TASK OBJECTIVE =>
Can you reproduce the lines of the records below, verbatim, from the line containing "In this exercise you will indicate the cabin" through the end of the records, leaving the pictures out of your answer?

[Stored items from a collection]

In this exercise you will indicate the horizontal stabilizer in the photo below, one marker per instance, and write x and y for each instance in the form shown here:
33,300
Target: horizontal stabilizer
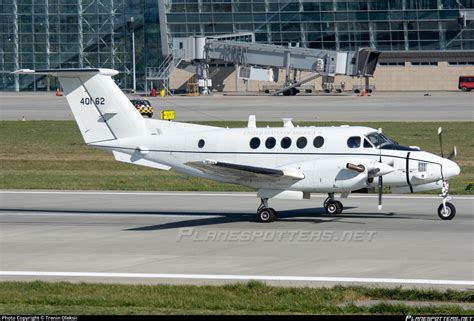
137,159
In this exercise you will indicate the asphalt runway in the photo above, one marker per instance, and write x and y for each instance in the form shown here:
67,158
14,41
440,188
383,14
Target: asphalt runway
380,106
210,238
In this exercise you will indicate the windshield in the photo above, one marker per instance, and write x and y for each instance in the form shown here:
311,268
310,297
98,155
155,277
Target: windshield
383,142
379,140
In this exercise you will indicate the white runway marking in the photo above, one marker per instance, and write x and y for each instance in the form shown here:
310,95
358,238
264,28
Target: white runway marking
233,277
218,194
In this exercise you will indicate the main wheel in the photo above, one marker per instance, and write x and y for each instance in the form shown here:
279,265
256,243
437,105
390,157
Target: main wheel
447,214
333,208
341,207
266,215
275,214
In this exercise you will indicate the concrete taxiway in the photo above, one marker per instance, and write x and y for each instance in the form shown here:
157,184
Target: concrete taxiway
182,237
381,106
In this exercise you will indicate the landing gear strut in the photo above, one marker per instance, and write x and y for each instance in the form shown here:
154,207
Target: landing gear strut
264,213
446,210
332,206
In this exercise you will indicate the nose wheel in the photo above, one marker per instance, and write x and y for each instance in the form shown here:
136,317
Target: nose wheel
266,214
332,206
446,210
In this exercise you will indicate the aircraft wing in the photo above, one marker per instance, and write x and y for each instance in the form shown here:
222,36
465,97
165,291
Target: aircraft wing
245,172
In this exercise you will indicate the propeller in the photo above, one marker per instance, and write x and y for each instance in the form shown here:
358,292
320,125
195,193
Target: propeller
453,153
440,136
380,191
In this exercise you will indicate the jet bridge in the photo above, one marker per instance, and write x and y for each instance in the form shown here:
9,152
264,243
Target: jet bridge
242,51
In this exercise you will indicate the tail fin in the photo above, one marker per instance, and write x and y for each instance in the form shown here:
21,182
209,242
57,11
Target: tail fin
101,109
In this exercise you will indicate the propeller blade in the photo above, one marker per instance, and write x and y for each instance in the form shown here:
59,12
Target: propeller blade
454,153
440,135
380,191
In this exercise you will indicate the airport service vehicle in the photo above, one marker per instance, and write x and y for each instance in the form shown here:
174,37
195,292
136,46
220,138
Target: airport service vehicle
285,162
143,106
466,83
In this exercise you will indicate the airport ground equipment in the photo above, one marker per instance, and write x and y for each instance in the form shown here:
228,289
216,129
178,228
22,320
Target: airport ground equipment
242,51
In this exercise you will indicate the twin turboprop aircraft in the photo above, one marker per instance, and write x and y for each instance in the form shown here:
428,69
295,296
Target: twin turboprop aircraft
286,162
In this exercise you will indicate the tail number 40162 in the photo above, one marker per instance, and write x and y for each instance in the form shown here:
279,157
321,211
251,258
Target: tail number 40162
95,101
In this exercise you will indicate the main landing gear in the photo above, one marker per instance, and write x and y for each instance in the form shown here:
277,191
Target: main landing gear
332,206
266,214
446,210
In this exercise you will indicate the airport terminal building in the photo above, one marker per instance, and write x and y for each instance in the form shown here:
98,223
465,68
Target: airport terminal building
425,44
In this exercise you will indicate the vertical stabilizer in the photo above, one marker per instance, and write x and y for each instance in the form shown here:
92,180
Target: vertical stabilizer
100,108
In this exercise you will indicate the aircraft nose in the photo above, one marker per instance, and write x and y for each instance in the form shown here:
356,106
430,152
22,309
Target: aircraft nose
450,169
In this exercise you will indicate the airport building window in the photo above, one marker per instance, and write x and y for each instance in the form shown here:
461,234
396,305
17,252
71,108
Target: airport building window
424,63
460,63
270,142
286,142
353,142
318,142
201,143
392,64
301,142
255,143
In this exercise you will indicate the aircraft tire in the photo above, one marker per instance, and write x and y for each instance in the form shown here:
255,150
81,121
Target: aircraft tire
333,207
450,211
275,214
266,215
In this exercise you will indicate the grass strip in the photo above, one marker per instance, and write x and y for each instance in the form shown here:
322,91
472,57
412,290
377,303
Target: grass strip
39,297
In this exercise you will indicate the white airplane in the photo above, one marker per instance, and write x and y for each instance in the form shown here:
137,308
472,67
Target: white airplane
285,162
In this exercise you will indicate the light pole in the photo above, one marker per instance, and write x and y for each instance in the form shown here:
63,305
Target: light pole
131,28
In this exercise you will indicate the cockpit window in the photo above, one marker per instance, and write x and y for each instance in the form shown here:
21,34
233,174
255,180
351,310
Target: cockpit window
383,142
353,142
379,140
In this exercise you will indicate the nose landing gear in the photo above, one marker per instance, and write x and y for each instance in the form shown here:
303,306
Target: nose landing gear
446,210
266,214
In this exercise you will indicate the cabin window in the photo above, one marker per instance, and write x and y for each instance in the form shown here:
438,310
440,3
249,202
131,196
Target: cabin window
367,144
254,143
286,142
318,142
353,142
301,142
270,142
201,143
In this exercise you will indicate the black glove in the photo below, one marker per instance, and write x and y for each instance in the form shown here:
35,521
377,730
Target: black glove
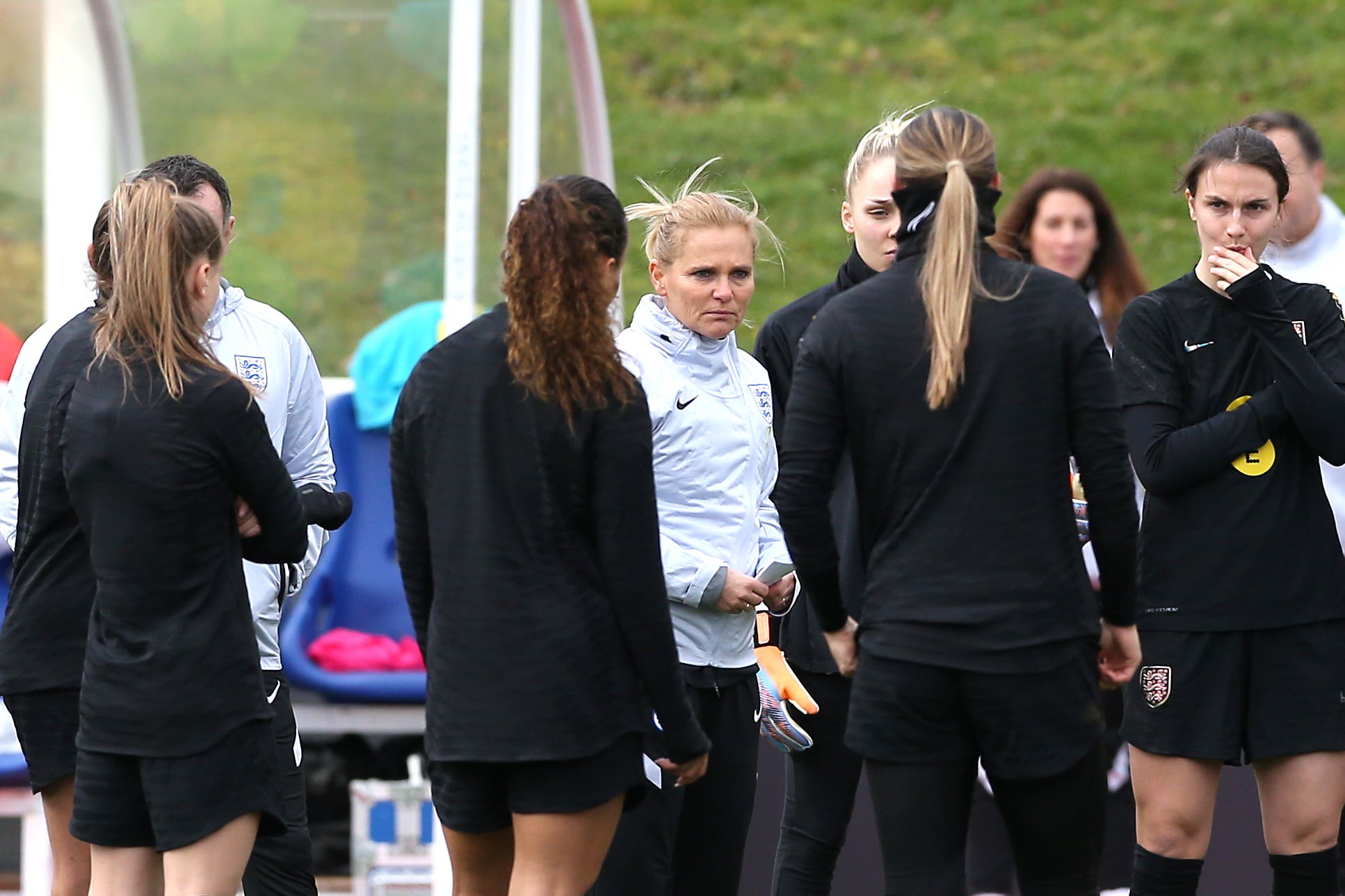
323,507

ANSWER TO THE PROBLEM =>
In this exercise you will indicate the cabin window in the photo above, one marker per instance, and write x and y for each instance in the form shown here:
438,310
440,3
249,202
131,196
Target: cabin window
367,144
254,143
286,142
318,142
353,142
301,142
270,142
201,143
In this exercise you will indicate the black glove in the photo below, one marker per instance, and write x and y for each instance in the form shown here:
35,521
377,730
Target: black glove
323,507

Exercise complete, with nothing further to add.